Could you quote, exactly as they stand, the lines running from the one with "The client would like bounding boxes around the painted" to the final line of the material?

#### Data to use
***
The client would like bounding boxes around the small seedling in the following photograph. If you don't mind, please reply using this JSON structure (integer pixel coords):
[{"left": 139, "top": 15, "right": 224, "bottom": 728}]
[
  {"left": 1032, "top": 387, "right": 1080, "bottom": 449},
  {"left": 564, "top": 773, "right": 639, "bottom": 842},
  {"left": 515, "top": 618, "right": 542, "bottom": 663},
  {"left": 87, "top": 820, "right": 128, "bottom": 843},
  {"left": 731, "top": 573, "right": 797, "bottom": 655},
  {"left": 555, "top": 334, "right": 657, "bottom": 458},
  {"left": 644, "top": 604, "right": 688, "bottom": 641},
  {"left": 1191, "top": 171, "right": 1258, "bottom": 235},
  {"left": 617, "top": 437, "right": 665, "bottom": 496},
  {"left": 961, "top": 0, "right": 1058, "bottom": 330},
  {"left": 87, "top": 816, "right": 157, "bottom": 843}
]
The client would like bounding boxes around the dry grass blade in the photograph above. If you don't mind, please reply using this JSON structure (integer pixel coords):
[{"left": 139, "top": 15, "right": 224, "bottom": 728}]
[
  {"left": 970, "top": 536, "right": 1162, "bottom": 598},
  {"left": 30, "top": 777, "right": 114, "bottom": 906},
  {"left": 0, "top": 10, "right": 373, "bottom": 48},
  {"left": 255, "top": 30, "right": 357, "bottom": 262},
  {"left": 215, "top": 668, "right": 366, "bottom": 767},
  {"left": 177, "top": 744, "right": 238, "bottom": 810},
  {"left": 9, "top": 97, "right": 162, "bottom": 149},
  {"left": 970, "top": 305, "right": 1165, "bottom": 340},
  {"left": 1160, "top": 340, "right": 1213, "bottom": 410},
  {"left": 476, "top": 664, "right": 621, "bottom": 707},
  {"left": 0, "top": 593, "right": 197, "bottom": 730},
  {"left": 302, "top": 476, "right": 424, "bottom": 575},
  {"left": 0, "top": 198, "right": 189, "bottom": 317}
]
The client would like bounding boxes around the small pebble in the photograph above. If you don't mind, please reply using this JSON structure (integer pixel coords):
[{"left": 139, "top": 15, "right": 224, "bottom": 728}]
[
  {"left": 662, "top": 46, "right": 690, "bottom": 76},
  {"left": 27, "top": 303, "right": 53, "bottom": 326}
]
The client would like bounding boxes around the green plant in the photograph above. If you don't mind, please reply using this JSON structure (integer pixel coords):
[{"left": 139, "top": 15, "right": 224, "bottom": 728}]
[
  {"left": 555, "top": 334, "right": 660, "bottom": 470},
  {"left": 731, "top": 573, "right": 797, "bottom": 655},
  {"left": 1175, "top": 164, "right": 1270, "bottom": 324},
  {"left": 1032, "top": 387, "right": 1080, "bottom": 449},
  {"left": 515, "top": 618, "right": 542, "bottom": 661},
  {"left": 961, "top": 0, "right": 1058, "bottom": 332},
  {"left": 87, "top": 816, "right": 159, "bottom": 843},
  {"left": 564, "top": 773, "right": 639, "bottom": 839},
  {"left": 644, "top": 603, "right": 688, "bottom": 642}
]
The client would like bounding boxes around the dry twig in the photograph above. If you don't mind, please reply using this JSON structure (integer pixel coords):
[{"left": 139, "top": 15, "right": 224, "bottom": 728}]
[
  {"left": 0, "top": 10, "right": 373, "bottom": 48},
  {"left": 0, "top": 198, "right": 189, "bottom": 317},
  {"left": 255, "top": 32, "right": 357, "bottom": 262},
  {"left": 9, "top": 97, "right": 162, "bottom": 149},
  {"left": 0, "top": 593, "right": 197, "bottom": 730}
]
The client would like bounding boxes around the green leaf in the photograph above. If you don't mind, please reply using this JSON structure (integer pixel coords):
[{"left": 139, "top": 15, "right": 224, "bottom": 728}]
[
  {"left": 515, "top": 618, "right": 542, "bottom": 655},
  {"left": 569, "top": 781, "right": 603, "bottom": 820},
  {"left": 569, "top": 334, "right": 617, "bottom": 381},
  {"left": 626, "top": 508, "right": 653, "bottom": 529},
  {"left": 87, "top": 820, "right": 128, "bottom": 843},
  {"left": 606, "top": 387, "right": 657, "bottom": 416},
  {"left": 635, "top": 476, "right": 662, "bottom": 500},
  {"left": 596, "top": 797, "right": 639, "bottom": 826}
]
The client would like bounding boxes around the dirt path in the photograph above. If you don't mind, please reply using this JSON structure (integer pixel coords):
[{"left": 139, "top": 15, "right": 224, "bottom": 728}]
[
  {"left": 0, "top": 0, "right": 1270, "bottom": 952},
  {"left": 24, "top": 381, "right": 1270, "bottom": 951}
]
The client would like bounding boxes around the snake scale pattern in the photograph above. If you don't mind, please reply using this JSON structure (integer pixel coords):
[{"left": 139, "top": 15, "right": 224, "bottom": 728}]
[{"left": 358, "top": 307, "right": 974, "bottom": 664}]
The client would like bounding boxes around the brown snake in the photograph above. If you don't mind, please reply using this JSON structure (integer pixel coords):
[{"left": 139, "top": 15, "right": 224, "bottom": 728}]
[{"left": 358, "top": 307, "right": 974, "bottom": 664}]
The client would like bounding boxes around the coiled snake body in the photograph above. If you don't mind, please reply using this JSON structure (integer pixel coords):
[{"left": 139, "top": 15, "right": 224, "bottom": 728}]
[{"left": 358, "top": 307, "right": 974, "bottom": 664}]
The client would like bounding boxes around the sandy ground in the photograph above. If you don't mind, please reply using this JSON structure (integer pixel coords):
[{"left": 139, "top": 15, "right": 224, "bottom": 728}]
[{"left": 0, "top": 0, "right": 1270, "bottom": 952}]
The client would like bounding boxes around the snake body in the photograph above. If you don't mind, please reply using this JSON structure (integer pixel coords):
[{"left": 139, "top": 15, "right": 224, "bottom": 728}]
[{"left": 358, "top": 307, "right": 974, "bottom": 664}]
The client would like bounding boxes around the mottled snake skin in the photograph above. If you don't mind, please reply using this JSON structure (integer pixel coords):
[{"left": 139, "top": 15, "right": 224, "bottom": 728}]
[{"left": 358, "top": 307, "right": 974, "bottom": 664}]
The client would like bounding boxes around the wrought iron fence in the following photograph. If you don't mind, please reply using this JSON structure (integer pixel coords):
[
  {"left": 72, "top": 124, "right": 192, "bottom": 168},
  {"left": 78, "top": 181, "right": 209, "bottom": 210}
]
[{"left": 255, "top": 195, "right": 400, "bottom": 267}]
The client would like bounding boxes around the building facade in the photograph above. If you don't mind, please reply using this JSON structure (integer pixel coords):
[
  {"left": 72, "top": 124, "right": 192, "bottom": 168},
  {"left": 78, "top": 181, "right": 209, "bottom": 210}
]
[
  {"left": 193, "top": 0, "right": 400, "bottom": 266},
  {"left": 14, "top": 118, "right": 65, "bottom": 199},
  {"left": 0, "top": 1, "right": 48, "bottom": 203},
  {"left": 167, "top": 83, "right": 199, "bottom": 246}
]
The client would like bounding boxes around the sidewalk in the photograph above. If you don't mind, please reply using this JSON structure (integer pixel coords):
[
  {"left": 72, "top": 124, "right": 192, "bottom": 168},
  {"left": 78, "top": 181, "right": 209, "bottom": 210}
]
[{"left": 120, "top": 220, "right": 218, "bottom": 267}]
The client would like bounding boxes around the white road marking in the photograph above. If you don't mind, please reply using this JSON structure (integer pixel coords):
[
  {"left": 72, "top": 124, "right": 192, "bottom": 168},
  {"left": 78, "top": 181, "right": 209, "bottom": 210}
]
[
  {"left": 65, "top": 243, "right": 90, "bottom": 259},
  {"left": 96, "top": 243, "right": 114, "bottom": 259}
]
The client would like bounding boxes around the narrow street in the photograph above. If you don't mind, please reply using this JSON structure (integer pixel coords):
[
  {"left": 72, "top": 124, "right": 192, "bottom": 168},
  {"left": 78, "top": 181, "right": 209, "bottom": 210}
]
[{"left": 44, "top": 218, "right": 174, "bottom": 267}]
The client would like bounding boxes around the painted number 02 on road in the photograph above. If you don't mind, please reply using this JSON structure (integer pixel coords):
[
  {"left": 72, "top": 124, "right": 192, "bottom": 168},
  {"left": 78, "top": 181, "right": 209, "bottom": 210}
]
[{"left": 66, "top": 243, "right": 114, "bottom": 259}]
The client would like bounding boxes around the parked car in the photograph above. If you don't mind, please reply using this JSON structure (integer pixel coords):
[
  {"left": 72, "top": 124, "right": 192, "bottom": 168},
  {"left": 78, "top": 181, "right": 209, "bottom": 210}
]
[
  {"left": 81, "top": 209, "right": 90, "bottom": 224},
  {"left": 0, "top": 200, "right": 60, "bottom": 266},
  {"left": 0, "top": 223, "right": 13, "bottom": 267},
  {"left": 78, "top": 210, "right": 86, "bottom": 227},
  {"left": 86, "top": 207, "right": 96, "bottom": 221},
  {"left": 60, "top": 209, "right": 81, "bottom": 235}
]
***
#### Written response
The client would like bounding boxes around the painted number 02 on road in the photograph above. If you don't mind, please reply using this JSON structure (integer pixel coords):
[
  {"left": 72, "top": 124, "right": 192, "bottom": 168},
  {"left": 78, "top": 181, "right": 209, "bottom": 210}
]
[{"left": 66, "top": 243, "right": 114, "bottom": 259}]
The client would like bounding boxes around the parked car in the photograph above. If you don't mind, please reply using this JSON structure (integer pixel coords):
[
  {"left": 72, "top": 124, "right": 192, "bottom": 168},
  {"left": 78, "top": 181, "right": 209, "bottom": 210}
]
[
  {"left": 81, "top": 209, "right": 90, "bottom": 224},
  {"left": 0, "top": 200, "right": 60, "bottom": 266},
  {"left": 0, "top": 223, "right": 13, "bottom": 267},
  {"left": 78, "top": 210, "right": 86, "bottom": 227},
  {"left": 86, "top": 207, "right": 96, "bottom": 221},
  {"left": 60, "top": 209, "right": 81, "bottom": 235}
]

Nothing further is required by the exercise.